> _Exercise_
The listing must be copied out in full and exactly; no images go with it.

===

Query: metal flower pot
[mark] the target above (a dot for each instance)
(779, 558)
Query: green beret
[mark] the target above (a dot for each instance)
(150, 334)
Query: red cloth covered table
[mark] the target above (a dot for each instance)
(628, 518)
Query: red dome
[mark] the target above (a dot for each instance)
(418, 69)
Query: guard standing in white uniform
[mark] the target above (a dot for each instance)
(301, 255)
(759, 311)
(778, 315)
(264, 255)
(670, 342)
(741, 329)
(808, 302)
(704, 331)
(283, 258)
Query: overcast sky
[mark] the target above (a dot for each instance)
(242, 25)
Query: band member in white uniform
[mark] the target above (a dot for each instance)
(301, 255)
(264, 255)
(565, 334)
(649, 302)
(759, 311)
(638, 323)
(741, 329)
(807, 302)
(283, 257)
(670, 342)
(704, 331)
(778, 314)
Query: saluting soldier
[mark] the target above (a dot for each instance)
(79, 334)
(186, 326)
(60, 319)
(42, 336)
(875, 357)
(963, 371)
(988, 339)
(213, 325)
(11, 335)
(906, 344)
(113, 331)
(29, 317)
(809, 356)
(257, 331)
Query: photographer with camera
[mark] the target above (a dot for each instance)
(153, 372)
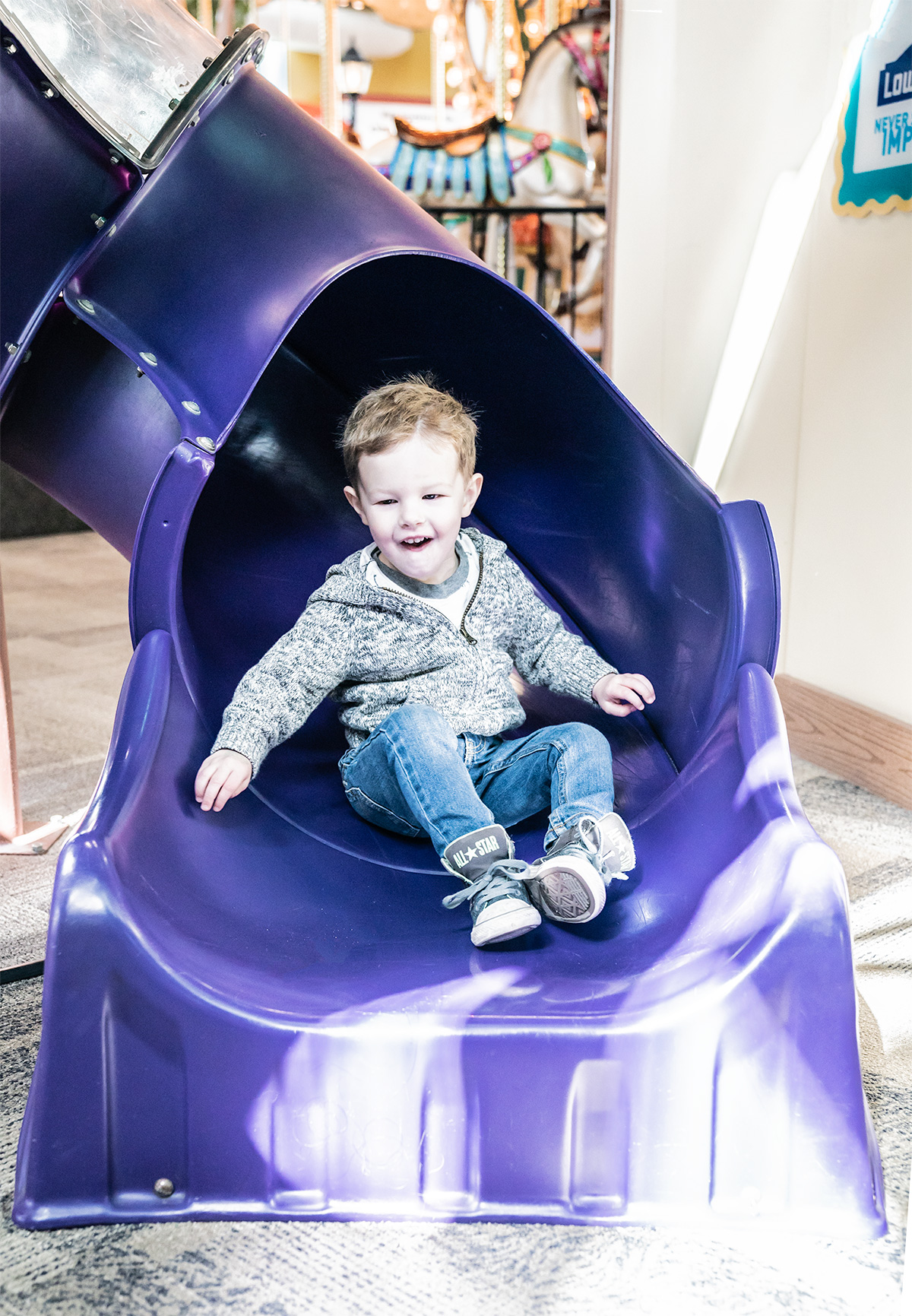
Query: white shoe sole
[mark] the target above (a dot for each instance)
(503, 925)
(568, 890)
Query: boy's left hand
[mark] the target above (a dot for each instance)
(620, 693)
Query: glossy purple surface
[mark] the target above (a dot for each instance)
(269, 1006)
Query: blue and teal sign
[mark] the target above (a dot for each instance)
(874, 151)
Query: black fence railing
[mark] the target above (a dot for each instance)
(524, 253)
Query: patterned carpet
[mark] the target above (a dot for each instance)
(412, 1270)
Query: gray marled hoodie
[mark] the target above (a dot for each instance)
(372, 650)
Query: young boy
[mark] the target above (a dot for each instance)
(416, 637)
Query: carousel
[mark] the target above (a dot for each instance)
(509, 151)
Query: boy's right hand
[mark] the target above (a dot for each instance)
(223, 775)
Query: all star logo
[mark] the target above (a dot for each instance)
(485, 845)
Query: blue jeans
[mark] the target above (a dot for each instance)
(417, 777)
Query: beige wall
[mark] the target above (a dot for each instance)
(717, 97)
(403, 78)
(825, 442)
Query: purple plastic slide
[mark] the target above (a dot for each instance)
(266, 1013)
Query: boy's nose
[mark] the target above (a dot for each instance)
(411, 515)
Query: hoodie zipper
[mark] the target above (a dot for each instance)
(478, 586)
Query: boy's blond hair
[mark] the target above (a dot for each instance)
(394, 412)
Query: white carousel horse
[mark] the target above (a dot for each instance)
(541, 157)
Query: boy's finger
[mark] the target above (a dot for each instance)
(212, 788)
(629, 695)
(642, 684)
(201, 782)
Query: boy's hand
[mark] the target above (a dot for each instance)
(620, 693)
(223, 775)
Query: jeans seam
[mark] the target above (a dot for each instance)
(516, 758)
(382, 808)
(417, 794)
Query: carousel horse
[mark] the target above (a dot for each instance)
(541, 157)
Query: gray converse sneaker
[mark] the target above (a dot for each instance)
(568, 885)
(498, 898)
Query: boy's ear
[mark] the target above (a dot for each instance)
(473, 490)
(352, 495)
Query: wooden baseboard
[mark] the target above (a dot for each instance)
(860, 744)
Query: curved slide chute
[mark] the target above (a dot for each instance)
(266, 1013)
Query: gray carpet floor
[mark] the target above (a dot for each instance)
(68, 649)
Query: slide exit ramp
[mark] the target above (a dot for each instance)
(266, 1013)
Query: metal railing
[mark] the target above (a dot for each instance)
(492, 239)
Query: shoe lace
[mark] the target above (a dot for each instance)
(498, 880)
(588, 839)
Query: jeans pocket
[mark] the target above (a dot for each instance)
(372, 812)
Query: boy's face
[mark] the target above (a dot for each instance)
(412, 499)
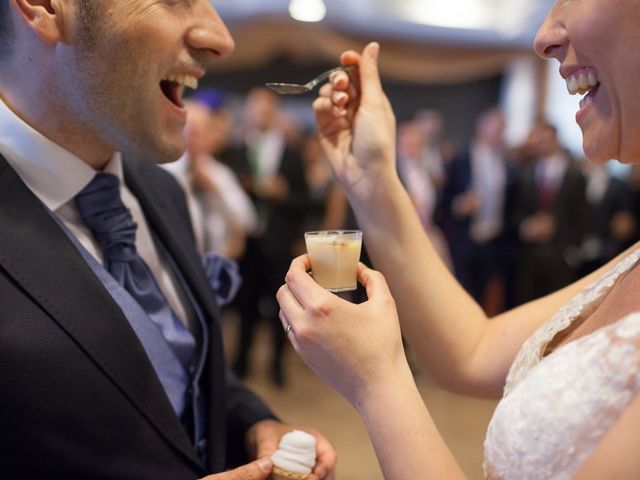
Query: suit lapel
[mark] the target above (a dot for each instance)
(40, 257)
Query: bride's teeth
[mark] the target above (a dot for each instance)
(572, 85)
(581, 82)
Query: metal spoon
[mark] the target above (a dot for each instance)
(297, 89)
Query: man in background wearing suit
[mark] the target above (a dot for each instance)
(111, 356)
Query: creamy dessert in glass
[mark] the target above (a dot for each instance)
(334, 256)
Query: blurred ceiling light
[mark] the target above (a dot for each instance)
(307, 10)
(465, 14)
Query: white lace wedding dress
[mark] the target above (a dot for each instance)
(557, 408)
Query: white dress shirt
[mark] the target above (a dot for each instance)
(55, 176)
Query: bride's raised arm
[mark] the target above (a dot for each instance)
(444, 326)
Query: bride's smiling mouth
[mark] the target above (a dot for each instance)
(583, 81)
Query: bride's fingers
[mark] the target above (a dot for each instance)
(340, 99)
(340, 80)
(326, 90)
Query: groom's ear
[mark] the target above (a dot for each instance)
(50, 20)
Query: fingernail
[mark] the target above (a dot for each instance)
(264, 464)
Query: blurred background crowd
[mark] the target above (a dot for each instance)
(486, 149)
(513, 222)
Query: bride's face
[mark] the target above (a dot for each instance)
(596, 42)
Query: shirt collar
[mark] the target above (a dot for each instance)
(52, 173)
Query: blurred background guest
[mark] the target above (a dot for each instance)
(270, 168)
(221, 212)
(611, 225)
(479, 184)
(421, 179)
(550, 214)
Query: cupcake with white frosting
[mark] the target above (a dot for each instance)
(295, 457)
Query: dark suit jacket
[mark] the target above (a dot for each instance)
(285, 218)
(79, 398)
(459, 180)
(568, 207)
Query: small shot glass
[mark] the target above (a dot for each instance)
(334, 256)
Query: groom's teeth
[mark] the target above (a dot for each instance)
(183, 80)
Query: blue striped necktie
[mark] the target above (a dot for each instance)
(114, 230)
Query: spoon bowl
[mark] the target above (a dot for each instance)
(298, 89)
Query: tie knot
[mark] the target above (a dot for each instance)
(109, 220)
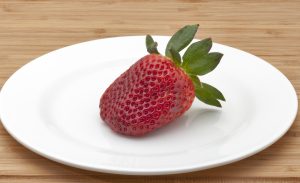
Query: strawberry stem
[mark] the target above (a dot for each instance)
(196, 61)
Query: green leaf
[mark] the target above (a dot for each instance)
(181, 38)
(196, 81)
(206, 93)
(206, 97)
(204, 64)
(213, 91)
(175, 56)
(151, 45)
(196, 50)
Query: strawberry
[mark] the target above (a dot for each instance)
(158, 89)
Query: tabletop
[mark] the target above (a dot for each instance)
(268, 29)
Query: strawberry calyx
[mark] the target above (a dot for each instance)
(196, 61)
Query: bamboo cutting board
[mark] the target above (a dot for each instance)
(269, 29)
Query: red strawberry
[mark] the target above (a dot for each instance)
(158, 89)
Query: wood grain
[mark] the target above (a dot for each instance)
(269, 29)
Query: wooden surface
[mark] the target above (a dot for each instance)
(269, 29)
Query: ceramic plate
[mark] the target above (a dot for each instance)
(51, 106)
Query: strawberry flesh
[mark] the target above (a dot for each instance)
(150, 94)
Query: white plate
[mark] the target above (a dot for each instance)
(51, 106)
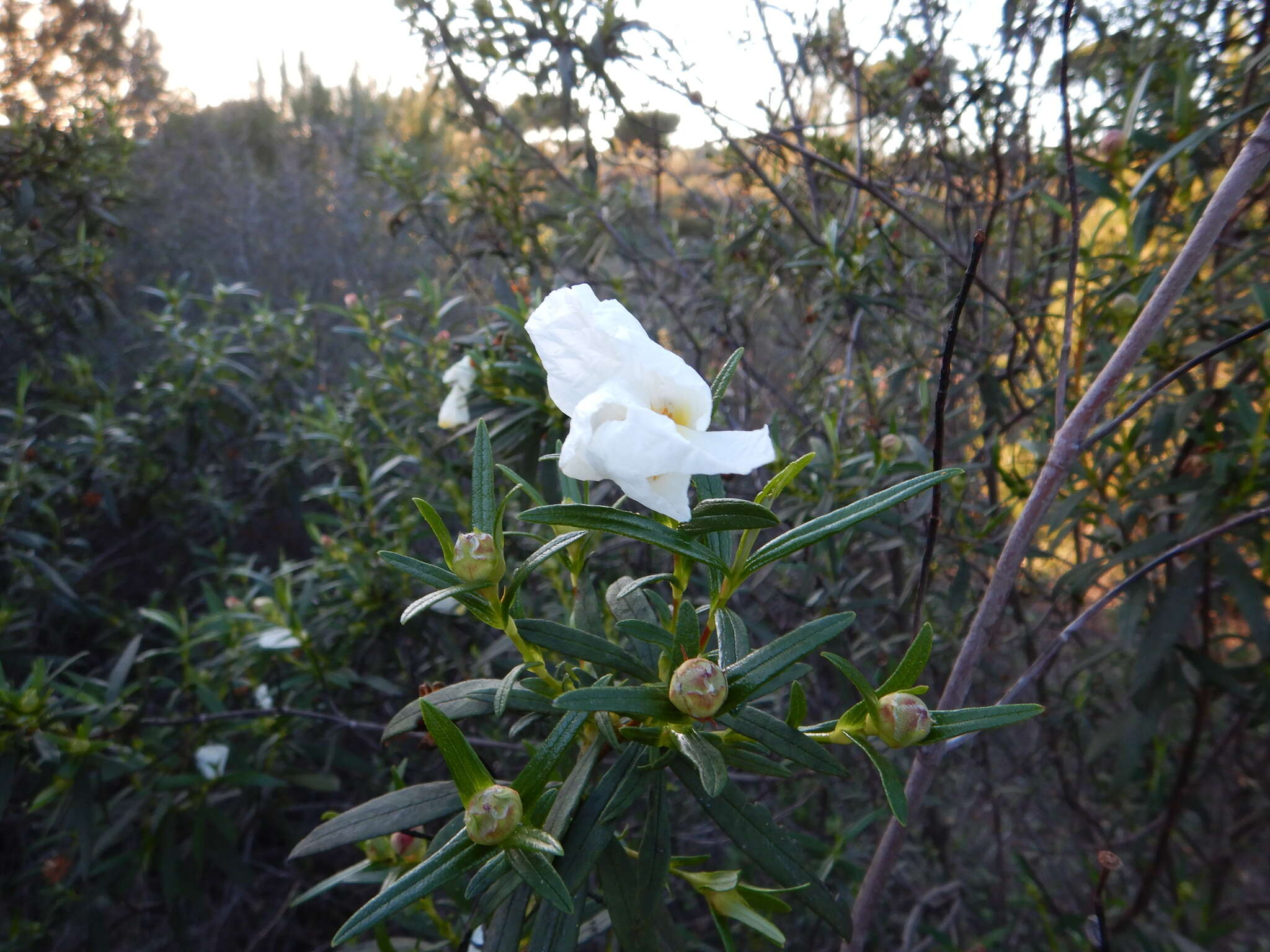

===

> _Your response_
Query: metal flower pot
[mark] the target above (a dot for each instance)
(779, 558)
Query: green beret
[mark] the target above (a dot for each instance)
(150, 334)
Query: red cloth covered table
[mark] the target above (a dot for each instance)
(628, 518)
Query: red dome
[mark] the target above (a dot for each instance)
(418, 69)
Query: guard standing in white uniform
[mark] the target above (a dot for each instance)
(301, 255)
(759, 311)
(778, 315)
(264, 255)
(670, 342)
(741, 329)
(808, 302)
(704, 331)
(283, 258)
Query: overcast sky
[mark] the target above (a dot for each instance)
(242, 25)
Query: band member in white uniform
[mark] the target above (a dot for each instance)
(301, 255)
(264, 255)
(565, 334)
(649, 302)
(759, 311)
(638, 323)
(741, 329)
(807, 302)
(283, 257)
(670, 342)
(704, 331)
(778, 314)
Query: saluting soldier
[mark] the target above (a dot for each instance)
(79, 334)
(186, 326)
(60, 319)
(42, 336)
(875, 357)
(963, 371)
(988, 339)
(213, 325)
(11, 335)
(906, 344)
(113, 331)
(29, 317)
(809, 356)
(257, 331)
Query: photographer with camera
[mark] the target above (a dot for each instance)
(153, 372)
Query: white shoe sole
[mark] the target above (a dot for each instance)
(503, 925)
(568, 890)
Query: boy's left hand
[mark] the target above (a dot for each instance)
(620, 693)
Query: glossy purple surface
[mark] the target above (a dot for each instance)
(269, 1006)
Query: blue and teal sign
[mark] the target above (a dot for each instance)
(874, 151)
Query: black fence railing
[mark] the target above (a dot for each instance)
(524, 253)
Query: patterned carpet
[mark] the target above (a dot for each instance)
(412, 1270)
Query: gray marled hoodie
[mark] the target above (a dot for each instance)
(372, 650)
Query: young boy
[mark] the target above (a dot for each instance)
(416, 637)
Query: carousel
[mark] the target above (a dot for each instance)
(509, 151)
Query: boy's right hand
[mark] the target above (a dot for each instance)
(223, 775)
Query: all star logo
[mark] the target above (a dot for each instance)
(485, 845)
Query: blue jeans
[mark] the target above (a dot for each instance)
(417, 777)
Query: beige wall
[mark] the target above (a dot for each instance)
(717, 97)
(403, 78)
(825, 442)
Query: purple plastic slide
[mark] the target above (a dot for each instance)
(266, 1013)
Query: boy's nose
[mark] the target above (a dot for each instance)
(411, 515)
Query: hoodie zipper
[mark] the target above (a dot for each instance)
(478, 586)
Query: boy's blond hair
[mark] the target above (a dot for each instance)
(394, 412)
Query: white carousel horse
[mark] the target above (a dot for each instance)
(541, 157)
Query: boy's finger
[mark] the target above (a dot for each instance)
(212, 788)
(629, 695)
(642, 684)
(201, 782)
Query: boy's hand
[mark] the target above (a dot for each instance)
(620, 693)
(223, 775)
Query: jeans seam
[mark] the target above (a dot for each instance)
(516, 758)
(382, 808)
(417, 794)
Query: carousel horse
[mark] the target above (a dot for each instance)
(541, 157)
Query: gray converse sneaker
[mark] the target above (a dot for each instance)
(568, 885)
(498, 898)
Query: boy's ear
[mark] the target above (a dot for each instance)
(473, 490)
(352, 495)
Query: wooden baseboard
[mark] the target above (a dot for each instance)
(860, 744)
Query: curved slide chute
[mark] the target above (a dot for each instance)
(266, 1013)
Query: gray carpet floor
[mark] the target above (a dot for each instance)
(68, 649)
Query: slide exit ramp
[mark] the target above (a dot for each instance)
(266, 1013)
Query: metal railing
[mark] the target above (a dot for each instance)
(492, 239)
Query: shoe lace
[mark] the target above (a dot for each instance)
(498, 880)
(588, 839)
Query: jeans pocket
[mark] the target above (a dot for each instance)
(372, 812)
Query: boy's face
[mark] the target above (a dot for each instance)
(412, 499)
Query: suit lapel
[mark] the target above (a dot for each instance)
(40, 257)
Query: bride's teeth
[mark] the target above (a dot for each instance)
(572, 85)
(581, 82)
Query: metal spoon
[mark] the target above (a dot for each instance)
(297, 89)
Query: man in background wearing suit
[mark] the target above (a dot for each instance)
(111, 356)
Query: creamy dessert in glass
[mark] the target above (a dot for each instance)
(334, 256)
Query: blurred ceiling light
[mark] the target above (a dot for each instance)
(307, 10)
(465, 14)
Query: white lace wedding dress
[mark] the target above (a dot for each instance)
(557, 408)
Query: white dress shirt
[mark] the target above (a dot for each instance)
(55, 176)
Query: bride's raised arm
[mark] the target above (a dot for each instance)
(444, 326)
Query: bride's smiling mouth
[mark] the target above (a dot for each instance)
(583, 81)
Query: bride's fingers
[mark] the target above (a dot for each instance)
(340, 99)
(340, 80)
(326, 90)
Query: groom's ear
[mark] the target above (a dot for each instance)
(50, 20)
Query: fingernail
[mark] the target above (a dot for each instance)
(264, 464)
Query: blurred background crowd
[mark] the target above (a dot for each instance)
(486, 149)
(513, 222)
Query: bride's face
[mark] the target above (a dot for each instance)
(596, 42)
Query: shirt collar
[mark] the target above (a dot for each instance)
(52, 173)
Query: blurred background guest
[mark] the target above (a dot for each instance)
(270, 168)
(221, 212)
(611, 225)
(479, 184)
(421, 179)
(550, 214)
Query: cupcake with white frosting
[mark] the target above (a dot for each instance)
(295, 457)
Query: dark suit jacket
[mark] the target above (a dot for each instance)
(285, 218)
(79, 398)
(459, 180)
(568, 207)
Query: small shot glass
[mark] the target above (a dot for each instance)
(334, 256)
Query: groom's teeth
[mark] the target above (a dot for each instance)
(183, 80)
Query: blue striped necktie
[mark] the target above (a dot for each instance)
(114, 230)
Query: spoon bowl
[mark] the target above (a dot for each instance)
(298, 89)
Query: tie knot
[mark] the target above (a dot for each instance)
(109, 220)
Query: strawberry stem
[mark] the target above (a dot for each instance)
(196, 61)
Query: green leaf
[mark] the target above (a dot for each instance)
(181, 38)
(196, 81)
(206, 93)
(206, 97)
(204, 64)
(213, 91)
(175, 56)
(151, 45)
(196, 50)
Query: strawberry
[mark] the target above (a dot for each instance)
(158, 89)
Query: tabletop
[mark] the target above (a dot for each instance)
(268, 29)
Query: strawberry calyx
[mark] the target above (a dot for each instance)
(196, 61)
Query: bamboo cutting board
[mark] the target above (a dot for each instance)
(269, 29)
Query: red strawberry
[mark] the target above (a dot for each instance)
(158, 89)
Query: wood grain
[mark] the target above (a dot for each instance)
(269, 29)
Query: wooden surface
[mark] the target above (a dot for each instance)
(269, 29)
Query: ceramic plate
[mark] the target above (a dot for each instance)
(51, 106)
Query: strawberry flesh
[mark] the target above (a dot for each instance)
(150, 94)
Query: white plate
[mark] the target above (a dot for each instance)
(51, 106)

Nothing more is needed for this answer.